=== Task to complete ===
Go through the data underneath and copy every line exactly.

=== Recorded data ===
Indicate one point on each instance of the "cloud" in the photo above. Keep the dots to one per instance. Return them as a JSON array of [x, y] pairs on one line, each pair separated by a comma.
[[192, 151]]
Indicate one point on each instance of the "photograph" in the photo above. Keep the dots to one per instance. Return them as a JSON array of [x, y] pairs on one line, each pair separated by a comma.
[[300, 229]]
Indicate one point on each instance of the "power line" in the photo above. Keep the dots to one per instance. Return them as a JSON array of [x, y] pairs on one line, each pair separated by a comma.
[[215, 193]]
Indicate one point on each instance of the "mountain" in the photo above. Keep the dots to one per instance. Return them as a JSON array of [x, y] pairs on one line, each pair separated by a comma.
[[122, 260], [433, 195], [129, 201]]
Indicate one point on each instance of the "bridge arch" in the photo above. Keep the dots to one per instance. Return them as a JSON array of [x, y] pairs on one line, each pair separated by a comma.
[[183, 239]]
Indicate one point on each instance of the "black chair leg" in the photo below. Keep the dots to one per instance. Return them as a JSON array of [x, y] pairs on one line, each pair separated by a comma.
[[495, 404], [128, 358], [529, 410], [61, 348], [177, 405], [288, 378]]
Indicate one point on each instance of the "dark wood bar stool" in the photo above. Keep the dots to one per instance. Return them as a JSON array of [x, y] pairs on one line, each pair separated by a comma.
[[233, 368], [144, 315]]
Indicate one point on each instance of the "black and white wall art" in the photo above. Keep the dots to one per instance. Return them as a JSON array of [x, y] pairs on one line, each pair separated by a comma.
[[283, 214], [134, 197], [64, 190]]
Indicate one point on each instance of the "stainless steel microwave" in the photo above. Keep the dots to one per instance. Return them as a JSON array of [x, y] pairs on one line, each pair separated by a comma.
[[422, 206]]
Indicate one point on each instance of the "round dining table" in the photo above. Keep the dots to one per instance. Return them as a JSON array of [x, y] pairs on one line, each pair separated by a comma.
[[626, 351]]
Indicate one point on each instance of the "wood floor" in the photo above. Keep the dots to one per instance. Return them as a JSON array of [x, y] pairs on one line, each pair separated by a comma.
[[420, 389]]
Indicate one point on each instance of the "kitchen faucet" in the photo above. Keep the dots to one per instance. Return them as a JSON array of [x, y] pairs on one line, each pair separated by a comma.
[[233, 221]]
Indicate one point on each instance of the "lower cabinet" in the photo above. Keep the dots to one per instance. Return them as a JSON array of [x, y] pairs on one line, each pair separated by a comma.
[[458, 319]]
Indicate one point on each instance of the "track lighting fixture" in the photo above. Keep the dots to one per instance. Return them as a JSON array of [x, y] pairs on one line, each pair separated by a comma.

=== Reply ===
Indicate one point on each instance of the "cloud" in the photo above. Keep the dots to one per instance. Return them as a JSON array of [x, y] pairs on one line, each pair separated by a comma.
[[192, 151]]
Indicate one point on each instance of the "photograph" in the photo above. Keep the dots to one per instance. Return them as a JSON array of [x, y] pairs on one line, each pair separated by a comma.
[[300, 229]]
Indicate one point on each instance of the "power line" in the photo above. Keep the dots to one per instance. Return them as a JSON array of [x, y] pairs on one line, each pair separated by a comma.
[[215, 193]]
Indicate one point on each instance of the "mountain" in the photo above. Keep the dots to one per instance. Return them as a JSON array of [x, y] pairs on one line, each pair separated by a comma.
[[122, 260], [433, 195], [129, 201]]
Indicate one point on each instance of the "bridge arch" in the photo above. Keep the dots to one per instance. Return them as a JSON array of [x, y] pairs on one line, each pair separated by a comma.
[[183, 239]]
Indicate one point on each instance of the "black chair leg" in the photo below. Keep the dots to one per instance. Return them as a JSON array of [x, y] pairs on one line, each pair separated by a comma.
[[495, 404], [128, 358], [529, 410], [61, 348], [177, 405], [288, 378]]
Indicate one point on each instance of the "dark wood bar stool" in the photo above. Keep the dots to one per instance. Return them as a JSON array of [x, y] pairs on one line, each pair separated by a comma.
[[233, 368], [144, 315]]
Indicate one point on each instance of the "black and white wall art" in the photo above. Keep the dots to one per instance. Return them as a JSON array of [x, y] pairs on one line, each pair separated by a comma.
[[283, 214], [134, 197], [64, 190]]
Indicate one point on each instance of the "stainless steel microwave" in the photo above. Keep the dots to one per instance. Return them as a JSON array of [x, y] pairs on one line, each pair separated by a comma.
[[422, 206]]
Indicate one point on each instance of the "round dining table" in the photo above. Keep the dots to one per instance. Return them as a JSON array of [x, y] pairs on one line, each pair separated by a comma.
[[626, 351]]
Indicate one point on each instance of the "wood floor" in the photo above. Keep the dots to one per instance. Return them as a JSON array of [x, y] pairs on one line, each pair separated by a comma.
[[420, 389]]
Indicate one point on each instance of the "kitchen faucet" in the photo above. Keep the dots to one per instance. Return them as a JSON array of [x, y] pairs on one line, each pair separated by a comma.
[[233, 221]]
Indicate one point on each instance of the "lower cabinet" in the photo above. Keep the dots to one per instance. Return them as a JSON array of [x, y] pairs on one line, each pair separated by a comma.
[[458, 319]]
Indicate one point on each instance of the "track lighting fixture" in the photo above. Keep the dots to one per instance. Return them as a JSON array of [x, y] pairs on one line, each pair separated by a comma.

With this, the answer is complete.